YOUR GOAL:
Show every line of the records below that contains the string "find", treating uppercase and lowercase as distinct.

LISTED ENTRIES:
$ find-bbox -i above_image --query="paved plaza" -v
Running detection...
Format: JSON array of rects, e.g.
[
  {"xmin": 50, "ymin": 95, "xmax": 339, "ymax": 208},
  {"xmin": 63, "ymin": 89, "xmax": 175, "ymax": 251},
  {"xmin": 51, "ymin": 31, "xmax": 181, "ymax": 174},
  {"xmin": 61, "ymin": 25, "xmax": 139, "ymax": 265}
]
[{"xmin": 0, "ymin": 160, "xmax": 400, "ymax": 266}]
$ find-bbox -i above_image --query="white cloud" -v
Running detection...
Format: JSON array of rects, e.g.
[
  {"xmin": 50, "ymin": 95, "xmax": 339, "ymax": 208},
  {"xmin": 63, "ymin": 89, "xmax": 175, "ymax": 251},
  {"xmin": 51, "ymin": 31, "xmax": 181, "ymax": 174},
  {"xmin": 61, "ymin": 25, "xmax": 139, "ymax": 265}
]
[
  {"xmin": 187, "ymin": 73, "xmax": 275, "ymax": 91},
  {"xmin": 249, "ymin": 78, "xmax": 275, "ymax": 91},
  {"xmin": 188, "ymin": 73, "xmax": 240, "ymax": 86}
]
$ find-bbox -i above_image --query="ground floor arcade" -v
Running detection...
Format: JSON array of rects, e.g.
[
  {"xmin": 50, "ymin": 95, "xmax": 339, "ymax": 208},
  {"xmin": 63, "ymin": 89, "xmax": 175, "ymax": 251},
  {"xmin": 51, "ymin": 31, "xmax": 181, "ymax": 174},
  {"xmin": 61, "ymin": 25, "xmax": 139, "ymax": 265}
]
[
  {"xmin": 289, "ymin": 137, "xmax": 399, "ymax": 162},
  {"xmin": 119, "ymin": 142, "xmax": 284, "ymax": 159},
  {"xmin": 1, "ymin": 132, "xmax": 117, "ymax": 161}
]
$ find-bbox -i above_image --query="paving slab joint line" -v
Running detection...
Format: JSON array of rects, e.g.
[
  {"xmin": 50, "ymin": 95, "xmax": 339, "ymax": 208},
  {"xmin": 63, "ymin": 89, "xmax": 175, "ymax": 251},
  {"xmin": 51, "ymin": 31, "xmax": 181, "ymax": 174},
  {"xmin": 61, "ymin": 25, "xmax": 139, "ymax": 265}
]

COMPLETE RESPONSE:
$ find-bbox -i above_image --query="paved plaza" -v
$ find-bbox -i above_image --query="white cloud" -v
$ find-bbox -i above_image --query="ground floor arcade" -v
$ find-bbox -i above_image --query="paving slab joint line" -v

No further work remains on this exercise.